Written request
Continue the Sanders v. Sanders appellate opinion below, starting right after its last sentence.

Source passage
Sanders v. Sanders

961 So. 2d 464 | La. Ct. App. | 2007


| ¡>Nicole Bourg Sanders appeals a judgment in which the trial court dissolved a community property settlement on the bases that the settlement was an extrajudicial partition and was lesionary. For the *466following reasons, we affirm the judgment of the trial court.


After nearly 20 years of marriage, Ms. Sanders filed a petition for divorce. Two days after filing the petition, the trial court signed a consent judgment ordering that Ms. Sanders and Mr. Sanders “are authorized to enter into the Community Property Settlement attached to the Petition for Divorce.” Ms. Sanders and Mr. Sanders then executed a document entitled “Community Property Settlement,” which' was filed into the record of these proceedings the next day.

Approximately seven months later, Mr. Sanders filed a petition to rescind the community property settlement pursuant to La. C.C. art 814. He alleged that the community property settlement should be set aside due to lesion in that the value he received was less by more than one fourth of the fair market value of the portion he should have received.

At the trial of the matter, the trial court found that the community property settlement was an extrajudicial partition, thus subject to rescission for lesion. It also found that the settlement was lesionary. Therefore, it ordered the dissolution of the partition.

Ms. Sanders now appeals, asserting two assignments of error:

1) the trial court erred in finding that the partition was extrajudicial;
2) the trial court erred in finding that the partition was lesionary.



We first note the appellee, Mr. Sanders’, argument in brief that this appeal should be dismissed on the basis that the appeal was not timely filed since the appeal was filed 118 days after the notice of judgment was sent and since it was filed 76 days after the motion for new trial was dismissed. Our court’s jurisdiction depends on an appeal being timely filed. See Chamberlain ex rel. Wilmer J. v. Kennedy, 03-0488, pp. 6-7 (La.App. 1 Cir.12/31/03), 868 So.2d 753, 757-58. On review of the record, we conclude that the appeal has been timely filed and that we do have jurisdiction.

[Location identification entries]
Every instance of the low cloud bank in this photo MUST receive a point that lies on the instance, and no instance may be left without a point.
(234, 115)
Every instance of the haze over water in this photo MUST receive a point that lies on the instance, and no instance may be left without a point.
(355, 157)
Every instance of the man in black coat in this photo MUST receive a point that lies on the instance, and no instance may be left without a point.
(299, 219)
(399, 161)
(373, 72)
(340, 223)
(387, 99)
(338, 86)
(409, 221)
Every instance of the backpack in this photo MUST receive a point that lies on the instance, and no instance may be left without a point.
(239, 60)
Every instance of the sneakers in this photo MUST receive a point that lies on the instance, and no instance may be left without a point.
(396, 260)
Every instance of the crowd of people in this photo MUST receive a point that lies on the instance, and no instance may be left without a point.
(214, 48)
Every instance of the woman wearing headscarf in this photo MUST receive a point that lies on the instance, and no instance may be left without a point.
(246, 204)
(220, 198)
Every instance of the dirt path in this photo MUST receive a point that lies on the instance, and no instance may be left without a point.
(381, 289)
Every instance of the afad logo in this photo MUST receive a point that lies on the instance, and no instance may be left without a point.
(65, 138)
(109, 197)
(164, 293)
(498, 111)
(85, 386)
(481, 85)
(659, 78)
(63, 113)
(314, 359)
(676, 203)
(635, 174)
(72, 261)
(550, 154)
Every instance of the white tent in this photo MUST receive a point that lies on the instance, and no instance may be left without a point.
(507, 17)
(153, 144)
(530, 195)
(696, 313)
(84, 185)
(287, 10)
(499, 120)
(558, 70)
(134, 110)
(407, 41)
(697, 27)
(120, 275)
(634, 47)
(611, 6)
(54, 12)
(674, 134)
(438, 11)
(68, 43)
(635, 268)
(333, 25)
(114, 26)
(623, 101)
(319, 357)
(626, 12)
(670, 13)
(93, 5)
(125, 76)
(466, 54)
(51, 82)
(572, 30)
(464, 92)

Reply
It is the duty of a- reviewing court to examine subject matter jurisdiction sua sponte. Whittenberg v. Whittenberg, 97-1424, pp. 2-3 (La.App. 1 Cir. 4/8/98), 710 So.2d 1157, 1158. “Whenever there is a serious issue regarding subject matter jurisdiction, a court (including an appellate court) should consider and rule on the issue at anytime, and the issue can even be raised by the court on its own motion.” Lowenburg v. Entergy New Orleans, Inc., 99-2894 p. 1 (La.12/17/99), 751 So.2d 868, 868 (Lemmon, J., concurring opinion).

Mr. Sanders argues that because the new trial motion was dismissed on Ms. Sanders’ motion rather than denied on the merits by the trial court, the appeal delays began from the date of the notice of judgment as if the motion for new trial had not been filed. La. C.C.P. art. 2087 provides in pertinent part that a devolutive appeal may be taken from within sixty days of any of the following:

(1) The expiration of the delay for applying for a new trial or judgment notwithstanding the verdict, as provided by Article 1974 and Article 1811, if no application has been filed timely.
|4(2) The date of the mailing of notice of the court’s refusal to grant a timely application for a new trial or judgment *467notwithstanding the verdict, as provided under Article 1914.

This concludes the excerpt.